[文書抜粋]
◆ ◆ ◆ ◆

2021年10月1日付で全国に発出されていた緊急事態宣言が解除された。岸田新政権の誕生とともに、やっと、やっと、新しい日本へ再び歩み出した。最新の報道では週末集中にならない形でGo To事業もほどなく再開されそうな声が高まってきた。

但し、何度も言われているように、観光や旅館・ホテルのあり方や使われ方は今まで通りではなく、むしろ今までと全く違う新しいステージが求められ、今度はいかにそれに適合していくか、そのスピードやクオリティが問われるようになっていく、と予測されている。

まず大きなポイントが「非接触」「非対面コミュニケーション」をデジタル化で対応する「旅行DXへの対応」だろう。

例えばAという観光エリアを5時間で、オススメの見どころに関してさまざまな希望を聞いた上でAIが旅程を組み立てて提案する、といったことは、実はすでにWEBサイト上でリアルタイムな表示が可能になっている。

こうした仕組みと同様に、自館のWEBサイトから、お客様に最適な滞在プランや周辺観光プランを組み立てて、客室タイプや食事内容、会場、時間、スタイルなどもワンストップで表示され、チェックインするとそのスケジュール通りにサービスされる、といった仕組みも意外に早く実現するのではないか。

すでにお客様のスマホを活用して自館の館内施設を紹介したり、大浴場の混雑状況をリアルタイムで知らせたりするシステムもあり、今後こうしたサービスにフレキシブルに対応できる施設は生き残り、対応できない施設との二極化が進む予測もある。

また、全般的には単純な回数やコストよりも、旅行回数を減らしても一度の旅行満足度を重視する「旅行の贅沢化」もアフターコロナの旅行を語るキーワードとしてよく見かける。

重視されるのは「プライベート」や「ゆとり・非密接」、「開放感」といった要素であるため、もしインバウンド需要が回復するとしても新型コロナウイルスが流行する前の「都市型」ではなく、地方、リゾート立地、古き良き日本文化、といったものがより求められるようになると言われている。

◆ ◆ ◆ ◆

[提供データ]

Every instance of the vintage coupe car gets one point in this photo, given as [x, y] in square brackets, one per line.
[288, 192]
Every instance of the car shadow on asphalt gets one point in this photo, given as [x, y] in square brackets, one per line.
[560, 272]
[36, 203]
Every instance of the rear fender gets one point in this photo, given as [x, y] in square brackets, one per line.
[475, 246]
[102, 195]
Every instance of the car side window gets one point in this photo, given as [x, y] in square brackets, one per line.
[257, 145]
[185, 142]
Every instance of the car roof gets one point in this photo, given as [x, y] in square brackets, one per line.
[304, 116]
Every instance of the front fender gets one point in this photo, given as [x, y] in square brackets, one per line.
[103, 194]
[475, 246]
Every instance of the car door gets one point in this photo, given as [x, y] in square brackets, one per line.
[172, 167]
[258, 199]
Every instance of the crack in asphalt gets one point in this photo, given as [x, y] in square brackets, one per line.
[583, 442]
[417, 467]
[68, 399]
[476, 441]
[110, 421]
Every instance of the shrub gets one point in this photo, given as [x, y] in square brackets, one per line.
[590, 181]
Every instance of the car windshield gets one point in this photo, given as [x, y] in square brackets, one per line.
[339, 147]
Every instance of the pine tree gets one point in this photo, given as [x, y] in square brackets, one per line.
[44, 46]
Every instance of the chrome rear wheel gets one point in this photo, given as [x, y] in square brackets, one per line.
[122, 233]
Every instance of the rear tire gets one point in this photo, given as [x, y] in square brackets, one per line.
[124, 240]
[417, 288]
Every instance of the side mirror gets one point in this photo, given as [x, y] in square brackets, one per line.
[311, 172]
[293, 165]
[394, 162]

◆ ◆ ◆ ◆

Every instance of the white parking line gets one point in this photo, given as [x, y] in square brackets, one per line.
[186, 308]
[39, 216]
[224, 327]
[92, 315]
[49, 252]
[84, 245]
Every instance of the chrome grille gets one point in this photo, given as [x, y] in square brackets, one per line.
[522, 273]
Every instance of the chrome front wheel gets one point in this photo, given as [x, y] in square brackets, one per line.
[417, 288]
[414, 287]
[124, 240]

◆ ◆ ◆ ◆

[設問]
**a.** アフターコロナの観光に関する文章の中で、かぎかっこ「」でくくられている語句をすべて、出てくる順に挙げよ。
**b.** アフターコロナの観光に関する文章の続きを、最後の文のあとから書き進めよ。

[解答]
**a.** 「非接触」、「非対面コミュニケーション」、「旅行DXへの対応」、「旅行の贅沢化」、「プライベート」、「ゆとり・非密接」、「開放感」、「都市型」

**b.**
そういう意味で例えば1週間、といったレンジは難しいかもしれないが、ワーケーションなどを併せて1泊2日から2泊3日などの連泊利用の国内客も増えていく可能性があるし、同様に「1泊2食設定原則」も昔のことになっていくのかもしれない。

また、なるべく他のお客様と触れ合いたくない、という志向が高まるため、客室数の多い施設では1フロアあたりの客室数を制限したり、フロア単位で貸し切り提供したり、といったコントロールも必要になってくるかもしれない。

売店なども、例えば朝市のように、そこに会話があったりする温かみが旅の魅力の一つではあるものの、そこで「買う」よりもショーケースのように「見る」「試す」だけで、オーダーは客室にてスマホから、決済もクレジットカードで、オーダーした商品はチェックアウト時にフロントで手渡し、といった仕組みも十分考えられる。

そうした中で、いかに少ない人数でこうしたオペレーションを可能にするか、と考えるとやはりデジタル化によって改善できることは積極的に採り入れていくことが必要となる。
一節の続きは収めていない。